◆ **Instructions to follow**: Rewrite the entries from the start through the line containing "negative clicks: (116, 96)", both ends included, and substitute "exact" for "precise". Leave everything else unchanged.

Entries taken from a collection
============

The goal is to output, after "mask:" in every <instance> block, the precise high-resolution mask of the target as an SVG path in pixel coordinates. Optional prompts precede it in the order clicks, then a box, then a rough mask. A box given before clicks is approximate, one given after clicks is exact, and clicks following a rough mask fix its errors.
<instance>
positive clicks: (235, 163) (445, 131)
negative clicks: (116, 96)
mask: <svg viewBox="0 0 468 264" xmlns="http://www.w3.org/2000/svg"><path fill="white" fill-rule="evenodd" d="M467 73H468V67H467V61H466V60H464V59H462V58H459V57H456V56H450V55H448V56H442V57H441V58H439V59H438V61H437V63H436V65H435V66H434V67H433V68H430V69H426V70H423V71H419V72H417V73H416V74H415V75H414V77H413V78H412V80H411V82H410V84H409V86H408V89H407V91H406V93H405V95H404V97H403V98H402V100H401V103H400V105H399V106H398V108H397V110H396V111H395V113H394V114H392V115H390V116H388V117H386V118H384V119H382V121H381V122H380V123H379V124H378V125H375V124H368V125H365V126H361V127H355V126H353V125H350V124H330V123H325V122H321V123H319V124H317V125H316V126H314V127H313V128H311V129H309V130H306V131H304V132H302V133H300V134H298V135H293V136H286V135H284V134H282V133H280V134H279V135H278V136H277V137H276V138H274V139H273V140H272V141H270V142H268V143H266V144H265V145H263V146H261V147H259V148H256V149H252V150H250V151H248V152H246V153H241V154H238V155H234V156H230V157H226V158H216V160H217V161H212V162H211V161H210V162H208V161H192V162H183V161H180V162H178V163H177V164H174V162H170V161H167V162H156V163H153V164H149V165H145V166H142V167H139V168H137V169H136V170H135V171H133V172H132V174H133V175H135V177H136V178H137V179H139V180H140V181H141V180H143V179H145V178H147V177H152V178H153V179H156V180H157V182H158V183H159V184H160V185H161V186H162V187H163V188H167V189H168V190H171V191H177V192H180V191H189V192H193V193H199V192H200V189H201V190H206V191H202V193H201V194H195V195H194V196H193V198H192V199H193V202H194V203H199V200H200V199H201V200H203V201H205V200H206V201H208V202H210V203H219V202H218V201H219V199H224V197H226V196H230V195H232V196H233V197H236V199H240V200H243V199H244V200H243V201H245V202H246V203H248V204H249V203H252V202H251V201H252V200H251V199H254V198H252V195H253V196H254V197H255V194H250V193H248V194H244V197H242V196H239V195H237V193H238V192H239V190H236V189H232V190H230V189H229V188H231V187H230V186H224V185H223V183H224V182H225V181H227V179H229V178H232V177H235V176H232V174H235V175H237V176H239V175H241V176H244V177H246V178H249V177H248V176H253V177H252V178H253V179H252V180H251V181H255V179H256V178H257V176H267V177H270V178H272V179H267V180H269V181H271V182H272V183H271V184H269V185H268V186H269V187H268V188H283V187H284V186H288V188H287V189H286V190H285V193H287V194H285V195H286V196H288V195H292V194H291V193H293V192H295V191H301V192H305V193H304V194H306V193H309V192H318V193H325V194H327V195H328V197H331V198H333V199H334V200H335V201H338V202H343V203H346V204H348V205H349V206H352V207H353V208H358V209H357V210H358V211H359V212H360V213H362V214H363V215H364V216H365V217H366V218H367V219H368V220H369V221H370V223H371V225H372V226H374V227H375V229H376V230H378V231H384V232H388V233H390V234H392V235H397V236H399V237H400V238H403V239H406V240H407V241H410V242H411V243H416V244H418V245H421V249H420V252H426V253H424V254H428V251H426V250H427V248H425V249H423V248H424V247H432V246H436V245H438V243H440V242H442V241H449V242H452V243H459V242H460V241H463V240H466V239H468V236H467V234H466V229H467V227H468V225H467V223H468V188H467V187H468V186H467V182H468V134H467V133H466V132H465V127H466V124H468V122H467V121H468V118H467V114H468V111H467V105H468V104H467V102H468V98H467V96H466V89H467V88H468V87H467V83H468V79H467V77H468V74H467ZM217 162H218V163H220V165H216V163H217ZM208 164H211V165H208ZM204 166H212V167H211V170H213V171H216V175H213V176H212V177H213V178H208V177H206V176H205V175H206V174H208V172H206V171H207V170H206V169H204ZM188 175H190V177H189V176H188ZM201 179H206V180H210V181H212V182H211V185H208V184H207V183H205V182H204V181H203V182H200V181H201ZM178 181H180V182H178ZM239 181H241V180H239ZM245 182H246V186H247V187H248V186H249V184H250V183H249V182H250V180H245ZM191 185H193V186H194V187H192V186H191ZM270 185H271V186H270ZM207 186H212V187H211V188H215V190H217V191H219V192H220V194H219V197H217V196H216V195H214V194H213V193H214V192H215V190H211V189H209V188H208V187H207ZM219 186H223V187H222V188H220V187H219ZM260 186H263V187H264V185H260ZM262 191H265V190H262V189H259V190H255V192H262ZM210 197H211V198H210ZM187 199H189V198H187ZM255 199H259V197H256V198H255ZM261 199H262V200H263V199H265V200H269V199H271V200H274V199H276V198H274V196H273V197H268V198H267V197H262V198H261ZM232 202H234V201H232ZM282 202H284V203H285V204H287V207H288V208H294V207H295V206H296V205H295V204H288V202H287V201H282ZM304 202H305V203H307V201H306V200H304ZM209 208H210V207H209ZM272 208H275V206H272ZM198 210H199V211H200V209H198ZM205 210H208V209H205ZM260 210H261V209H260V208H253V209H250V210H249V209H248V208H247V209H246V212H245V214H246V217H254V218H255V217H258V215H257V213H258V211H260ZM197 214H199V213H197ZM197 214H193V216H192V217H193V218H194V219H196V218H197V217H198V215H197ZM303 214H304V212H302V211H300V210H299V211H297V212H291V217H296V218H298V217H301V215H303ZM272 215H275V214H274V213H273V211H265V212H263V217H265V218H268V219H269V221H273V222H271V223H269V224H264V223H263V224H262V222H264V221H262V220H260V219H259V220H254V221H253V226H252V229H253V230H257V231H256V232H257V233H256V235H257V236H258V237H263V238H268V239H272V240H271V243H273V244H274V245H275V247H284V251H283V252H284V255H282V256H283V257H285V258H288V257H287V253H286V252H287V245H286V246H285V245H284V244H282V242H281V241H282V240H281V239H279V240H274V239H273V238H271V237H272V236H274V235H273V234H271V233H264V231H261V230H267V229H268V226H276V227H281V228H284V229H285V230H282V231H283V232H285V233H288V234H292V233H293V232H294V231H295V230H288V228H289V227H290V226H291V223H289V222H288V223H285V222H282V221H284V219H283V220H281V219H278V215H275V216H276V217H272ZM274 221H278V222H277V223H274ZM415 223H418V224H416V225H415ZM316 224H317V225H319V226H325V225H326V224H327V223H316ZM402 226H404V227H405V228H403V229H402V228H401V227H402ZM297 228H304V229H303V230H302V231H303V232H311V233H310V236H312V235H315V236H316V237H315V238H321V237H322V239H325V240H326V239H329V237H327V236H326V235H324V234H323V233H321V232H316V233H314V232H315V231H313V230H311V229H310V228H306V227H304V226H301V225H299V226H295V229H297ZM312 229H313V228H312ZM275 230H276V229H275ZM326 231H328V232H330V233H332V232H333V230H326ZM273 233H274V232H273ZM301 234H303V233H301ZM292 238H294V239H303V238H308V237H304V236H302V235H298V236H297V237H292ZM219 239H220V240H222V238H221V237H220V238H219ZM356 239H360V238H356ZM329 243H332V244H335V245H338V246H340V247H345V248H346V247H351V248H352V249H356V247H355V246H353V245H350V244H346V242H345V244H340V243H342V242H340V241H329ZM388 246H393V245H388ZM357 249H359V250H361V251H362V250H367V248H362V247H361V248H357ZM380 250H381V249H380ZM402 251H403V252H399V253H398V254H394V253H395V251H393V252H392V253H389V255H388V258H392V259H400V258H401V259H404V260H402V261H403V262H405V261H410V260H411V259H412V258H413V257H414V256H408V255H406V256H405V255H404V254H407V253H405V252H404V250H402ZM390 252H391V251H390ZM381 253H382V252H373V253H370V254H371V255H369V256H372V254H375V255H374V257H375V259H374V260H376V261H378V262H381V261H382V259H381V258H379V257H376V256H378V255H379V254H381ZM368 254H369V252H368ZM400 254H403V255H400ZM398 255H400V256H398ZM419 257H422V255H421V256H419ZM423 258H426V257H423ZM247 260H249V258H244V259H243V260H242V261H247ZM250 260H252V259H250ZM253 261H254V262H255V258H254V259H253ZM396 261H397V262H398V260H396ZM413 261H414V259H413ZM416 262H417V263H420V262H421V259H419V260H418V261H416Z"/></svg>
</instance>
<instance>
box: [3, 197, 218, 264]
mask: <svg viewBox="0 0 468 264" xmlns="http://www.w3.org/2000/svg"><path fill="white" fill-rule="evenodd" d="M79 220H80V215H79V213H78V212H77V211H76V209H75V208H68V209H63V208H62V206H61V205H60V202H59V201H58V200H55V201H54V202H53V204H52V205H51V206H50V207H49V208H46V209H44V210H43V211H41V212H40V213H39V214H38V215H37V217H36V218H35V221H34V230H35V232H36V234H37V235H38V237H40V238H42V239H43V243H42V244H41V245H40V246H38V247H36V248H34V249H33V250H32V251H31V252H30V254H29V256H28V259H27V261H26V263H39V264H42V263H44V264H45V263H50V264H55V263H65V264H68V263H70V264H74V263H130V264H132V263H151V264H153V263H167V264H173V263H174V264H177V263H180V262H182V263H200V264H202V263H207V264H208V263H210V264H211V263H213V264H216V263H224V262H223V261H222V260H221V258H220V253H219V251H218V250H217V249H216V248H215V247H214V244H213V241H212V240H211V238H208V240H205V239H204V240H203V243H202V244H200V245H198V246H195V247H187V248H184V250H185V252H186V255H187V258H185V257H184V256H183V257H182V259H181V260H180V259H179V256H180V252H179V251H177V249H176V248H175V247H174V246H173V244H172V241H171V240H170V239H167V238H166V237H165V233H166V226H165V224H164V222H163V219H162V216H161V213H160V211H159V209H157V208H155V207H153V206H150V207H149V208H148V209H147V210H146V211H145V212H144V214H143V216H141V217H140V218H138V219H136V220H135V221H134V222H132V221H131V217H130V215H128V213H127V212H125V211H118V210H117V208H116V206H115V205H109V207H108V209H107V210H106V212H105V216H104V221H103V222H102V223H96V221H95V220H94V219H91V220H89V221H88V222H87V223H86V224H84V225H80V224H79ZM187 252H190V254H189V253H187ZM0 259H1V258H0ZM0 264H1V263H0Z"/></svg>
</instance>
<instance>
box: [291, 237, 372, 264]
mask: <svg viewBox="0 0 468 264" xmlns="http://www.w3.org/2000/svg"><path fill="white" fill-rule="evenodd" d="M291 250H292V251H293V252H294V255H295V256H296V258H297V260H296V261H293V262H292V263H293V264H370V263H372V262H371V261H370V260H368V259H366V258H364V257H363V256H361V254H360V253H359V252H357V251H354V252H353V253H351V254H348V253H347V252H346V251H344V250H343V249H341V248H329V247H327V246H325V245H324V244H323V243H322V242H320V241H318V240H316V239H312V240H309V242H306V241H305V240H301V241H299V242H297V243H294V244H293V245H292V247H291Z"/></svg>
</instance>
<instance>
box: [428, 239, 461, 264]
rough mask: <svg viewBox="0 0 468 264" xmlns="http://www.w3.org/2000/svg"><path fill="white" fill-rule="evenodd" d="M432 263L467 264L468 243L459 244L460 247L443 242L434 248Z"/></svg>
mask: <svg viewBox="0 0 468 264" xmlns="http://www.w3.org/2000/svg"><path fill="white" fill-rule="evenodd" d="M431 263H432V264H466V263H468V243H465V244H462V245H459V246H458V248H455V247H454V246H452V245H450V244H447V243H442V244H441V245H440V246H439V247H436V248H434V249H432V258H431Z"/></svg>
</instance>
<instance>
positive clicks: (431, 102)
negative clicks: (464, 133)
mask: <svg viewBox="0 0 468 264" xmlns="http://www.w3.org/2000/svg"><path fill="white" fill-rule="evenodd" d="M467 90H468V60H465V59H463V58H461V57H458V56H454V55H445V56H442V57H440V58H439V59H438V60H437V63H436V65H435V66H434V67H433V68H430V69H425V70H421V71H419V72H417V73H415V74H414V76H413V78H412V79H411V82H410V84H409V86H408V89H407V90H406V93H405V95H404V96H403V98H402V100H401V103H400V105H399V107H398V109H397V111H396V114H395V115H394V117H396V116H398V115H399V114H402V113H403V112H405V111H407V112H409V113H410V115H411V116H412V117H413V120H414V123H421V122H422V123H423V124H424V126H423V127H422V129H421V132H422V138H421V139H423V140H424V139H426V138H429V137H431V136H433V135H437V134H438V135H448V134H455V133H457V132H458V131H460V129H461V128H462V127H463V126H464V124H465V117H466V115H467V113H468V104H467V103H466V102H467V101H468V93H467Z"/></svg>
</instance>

============

◆ **Solution**:
The goal is to output, after "mask:" in every <instance> block, the exact high-resolution mask of the target as an SVG path in pixel coordinates. Optional prompts precede it in the order clicks, then a box, then a rough mask. A box given before clicks is approximate, one given after clicks is exact, and clicks following a rough mask fix its errors.
<instance>
positive clicks: (235, 163) (445, 131)
negative clicks: (116, 96)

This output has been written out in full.